======== TEXTO PARA LEITURA

Havia uma disputa política em torno do novo estádio no Rio. Carlos Lacerda o queria em Jacarepaguá. O prefeito da época, Mendes de Moraes, defendia o Maracanã. Qualquer semelhança com a novela do Itaquerão não pode ser mera coincidência.
Contudo, a construção do Maracanã, e a realização da Copa como um todo, era acima de tudo motivo de orgulho e ponto de honra entre os brasileiros. Diferentemente das duas décadas anteriores, marcadas pela quebra da bolsa em 29 e a eclosão da Segunda Guerra, o clima era de esperança.
“Naquele momento havia uma vontade de afirmação do Brasil, em um contexto de industrialização e crescimento econômico do governo Vargas (30-45)”, explica Daniel de Araujo dos Santos, professor do curso Clio Internacional de pós-graduação e especialista em futebol e relações internacionais.
“O povo brasileiro queria mostrar seu valor e isso era evidente entre ricos e pobres. Os operários queriam mostrar que tinham construído o maior estádio do mundo, que era o Maracanã na época”, acrescenta. Em suma, o povo se sentia parte da festa. Até porque, com um salário mínimo da época, dava para comprar vinte ingressos para os jogos da Copa.

================
======== LINHAS EXIBIDAS

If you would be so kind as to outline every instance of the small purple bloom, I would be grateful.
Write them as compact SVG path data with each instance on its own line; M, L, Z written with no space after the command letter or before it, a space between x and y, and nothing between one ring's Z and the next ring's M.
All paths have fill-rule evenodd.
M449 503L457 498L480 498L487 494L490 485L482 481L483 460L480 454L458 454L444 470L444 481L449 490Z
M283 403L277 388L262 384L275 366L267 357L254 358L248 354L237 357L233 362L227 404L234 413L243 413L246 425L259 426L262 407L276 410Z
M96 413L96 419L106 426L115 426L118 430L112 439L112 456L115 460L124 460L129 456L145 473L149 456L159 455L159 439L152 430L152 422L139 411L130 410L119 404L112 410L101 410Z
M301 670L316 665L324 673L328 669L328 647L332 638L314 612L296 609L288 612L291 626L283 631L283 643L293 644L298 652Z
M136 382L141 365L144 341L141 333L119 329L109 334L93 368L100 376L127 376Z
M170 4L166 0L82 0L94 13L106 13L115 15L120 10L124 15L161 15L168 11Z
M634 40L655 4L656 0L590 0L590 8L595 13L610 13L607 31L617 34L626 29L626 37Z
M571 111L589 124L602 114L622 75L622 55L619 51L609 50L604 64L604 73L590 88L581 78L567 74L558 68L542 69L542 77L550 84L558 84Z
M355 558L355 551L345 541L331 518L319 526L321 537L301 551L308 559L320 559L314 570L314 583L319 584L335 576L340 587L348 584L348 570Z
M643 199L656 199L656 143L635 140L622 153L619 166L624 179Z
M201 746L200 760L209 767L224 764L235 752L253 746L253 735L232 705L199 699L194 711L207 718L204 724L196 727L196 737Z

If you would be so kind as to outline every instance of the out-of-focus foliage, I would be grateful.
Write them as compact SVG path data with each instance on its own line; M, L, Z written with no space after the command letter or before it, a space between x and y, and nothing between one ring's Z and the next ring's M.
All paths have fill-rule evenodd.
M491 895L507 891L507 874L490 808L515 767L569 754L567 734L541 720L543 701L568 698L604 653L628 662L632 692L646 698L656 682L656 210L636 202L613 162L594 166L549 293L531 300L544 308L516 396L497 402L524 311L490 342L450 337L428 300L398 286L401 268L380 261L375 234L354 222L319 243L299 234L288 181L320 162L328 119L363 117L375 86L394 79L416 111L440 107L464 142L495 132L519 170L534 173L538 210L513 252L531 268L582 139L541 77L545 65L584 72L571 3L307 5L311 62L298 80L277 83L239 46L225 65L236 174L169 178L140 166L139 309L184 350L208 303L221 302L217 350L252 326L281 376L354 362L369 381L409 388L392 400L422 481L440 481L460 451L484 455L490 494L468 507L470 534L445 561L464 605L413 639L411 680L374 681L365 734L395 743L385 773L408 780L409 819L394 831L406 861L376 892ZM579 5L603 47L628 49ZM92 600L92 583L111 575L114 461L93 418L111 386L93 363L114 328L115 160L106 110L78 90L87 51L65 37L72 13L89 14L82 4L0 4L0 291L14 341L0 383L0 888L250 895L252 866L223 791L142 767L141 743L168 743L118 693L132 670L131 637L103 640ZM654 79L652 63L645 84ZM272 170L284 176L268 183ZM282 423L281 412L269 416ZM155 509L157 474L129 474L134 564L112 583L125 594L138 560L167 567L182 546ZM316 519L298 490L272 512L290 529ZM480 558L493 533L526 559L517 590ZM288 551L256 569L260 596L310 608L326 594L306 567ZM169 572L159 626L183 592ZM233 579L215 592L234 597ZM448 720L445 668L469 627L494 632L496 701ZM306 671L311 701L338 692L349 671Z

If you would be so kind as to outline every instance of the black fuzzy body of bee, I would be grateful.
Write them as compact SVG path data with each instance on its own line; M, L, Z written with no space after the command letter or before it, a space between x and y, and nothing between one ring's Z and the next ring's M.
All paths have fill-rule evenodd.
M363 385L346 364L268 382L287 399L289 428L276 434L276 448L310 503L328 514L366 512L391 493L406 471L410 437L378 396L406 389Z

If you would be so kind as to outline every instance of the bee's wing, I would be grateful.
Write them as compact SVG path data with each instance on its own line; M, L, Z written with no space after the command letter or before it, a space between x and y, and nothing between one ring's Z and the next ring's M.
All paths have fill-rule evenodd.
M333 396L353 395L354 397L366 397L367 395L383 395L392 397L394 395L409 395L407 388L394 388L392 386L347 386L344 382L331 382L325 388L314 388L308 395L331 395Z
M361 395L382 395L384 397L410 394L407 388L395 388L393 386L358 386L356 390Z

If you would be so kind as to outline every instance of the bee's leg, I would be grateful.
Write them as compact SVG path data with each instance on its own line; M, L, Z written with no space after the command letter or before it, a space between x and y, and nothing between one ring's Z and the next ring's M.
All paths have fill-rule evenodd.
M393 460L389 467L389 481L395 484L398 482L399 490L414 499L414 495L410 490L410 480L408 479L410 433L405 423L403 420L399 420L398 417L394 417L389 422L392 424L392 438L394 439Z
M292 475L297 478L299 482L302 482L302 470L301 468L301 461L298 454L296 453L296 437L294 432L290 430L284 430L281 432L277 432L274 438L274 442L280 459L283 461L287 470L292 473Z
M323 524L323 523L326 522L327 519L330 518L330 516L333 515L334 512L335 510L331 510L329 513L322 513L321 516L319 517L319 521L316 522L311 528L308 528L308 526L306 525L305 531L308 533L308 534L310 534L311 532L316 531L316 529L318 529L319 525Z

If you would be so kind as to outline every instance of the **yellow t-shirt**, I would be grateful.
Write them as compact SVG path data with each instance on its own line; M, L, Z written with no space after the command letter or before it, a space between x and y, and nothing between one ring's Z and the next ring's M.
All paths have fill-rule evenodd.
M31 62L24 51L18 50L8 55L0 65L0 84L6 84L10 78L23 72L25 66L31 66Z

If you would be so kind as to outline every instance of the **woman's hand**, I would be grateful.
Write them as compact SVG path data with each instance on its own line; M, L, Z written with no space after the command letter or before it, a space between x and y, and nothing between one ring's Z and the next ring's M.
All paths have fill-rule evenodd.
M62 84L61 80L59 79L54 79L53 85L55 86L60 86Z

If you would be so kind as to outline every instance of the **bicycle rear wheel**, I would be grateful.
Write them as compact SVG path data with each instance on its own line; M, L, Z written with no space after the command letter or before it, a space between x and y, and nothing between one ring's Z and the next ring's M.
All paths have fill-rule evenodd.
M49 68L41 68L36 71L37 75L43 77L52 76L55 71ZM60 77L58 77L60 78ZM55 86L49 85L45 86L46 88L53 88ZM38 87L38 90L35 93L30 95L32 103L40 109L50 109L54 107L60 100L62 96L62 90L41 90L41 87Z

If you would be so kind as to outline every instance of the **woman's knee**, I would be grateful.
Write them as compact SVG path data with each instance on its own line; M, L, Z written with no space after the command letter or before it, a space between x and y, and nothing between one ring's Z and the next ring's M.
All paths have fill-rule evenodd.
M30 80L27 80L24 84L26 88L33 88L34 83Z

================

● INSTRUÇÕES DO EXERCÍCIO
A) Copie do texto sobre o Maracanã o trecho que começa com as palavras "Havia uma disputa" e termina com "e relações internacionais.".
B) Reescreva de forma mais breve o parágrafo do texto sobre o Maracanã que começa com "Contudo, a construção do Maracanã", mantendo seus fatos principais.
C) Retome o texto sobre o Maracanã a partir do ponto em que ele termina.

● RESPOSTAS DAS TAREFAS
A)
Havia uma disputa política em torno do novo estádio no Rio. Carlos Lacerda o queria em Jacarepaguá. O prefeito da época, Mendes de Moraes, defendia o Maracanã. Qualquer semelhança com a novela do Itaquerão não pode ser mera coincidência.
Contudo, a construção do Maracanã, e a realização da Copa como um todo, era acima de tudo motivo de orgulho e ponto de honra entre os brasileiros. Diferentemente das duas décadas anteriores, marcadas pela quebra da bolsa em 29 e a eclosão da Segunda Guerra, o clima era de esperança.
“Naquele momento havia uma vontade de afirmação do Brasil, em um contexto de industrialização e crescimento econômico do governo Vargas (30-45)”, explica Daniel de Araujo dos Santos, professor do curso Clio Internacional de pós-graduação e especialista em futebol e relações internacionais.

B) Construir o Maracanã e sediar a Copa eram motivo de orgulho e ponto de honra para os brasileiros. Ao contrário das duas décadas anteriores, marcadas pela quebra da bolsa em 29 e pela Segunda Guerra, o clima era de esperança.

C)
O futebol, que naquele tempo era chamado de “football” (e os craques eram chamados de “cracks”), vinha de uma trajetória de ascensão. Ainda dividia com o turfe as páginas dos jornais, mas com sua profissionalização, em 33, proliferavam as praças esportivas no país. Por isso a imprensa fazia campanha maciça pela construção de novos estádios. Os que havia já estavam ficando pequenos demais para o público interessado, que cada vez mais crescia.
É bom lembrar que a Copa de 50 foi realizada em seis cidades-sede, e 13 seleções. Agora, são 32 seleções e doze sedes. E quanto às obras de infra-estrutura, elas simplesmente não existiram. Ou melhor, foi feito o alargamento de uma avenida e as mãos de algumas ruas foram invertidas, no entorno do Maracanã.
Em 42 e 46, não houve Copa. Com a Europa devastada pela Segunda Guerra, nenhum país do continente demonstrava interesse ou condições financeiras para sediar o evento. Os olhos da Fifa então se voltaram para a América do Sul. Em uma disputa política envolvendo a CBD (antiga CBF), a AFA (federação argentina) e a Fifa, o Brasil foi escolhido. A Argentina acabou boicotando o campeonato. Se não o fizesse, a história do Mundial talvez tivesse sido outra. Naquela altura, junto com o Uruguai, o escrete argentino dividia a hegemonia no continente.
Em uma análise mais detalhada sobre a cobertura dos jornais da época, encontram-se alguns poucos artigos sobre os problemas da organização no decorrer do evento. Escassez de hotéis e restaurantes no Rio de Janeiro. Filas gigantescas para os ingressos dos jogos do Brasil. Superlotação do Maracanã, fazendo com que todos assistissem a um jogo em pé.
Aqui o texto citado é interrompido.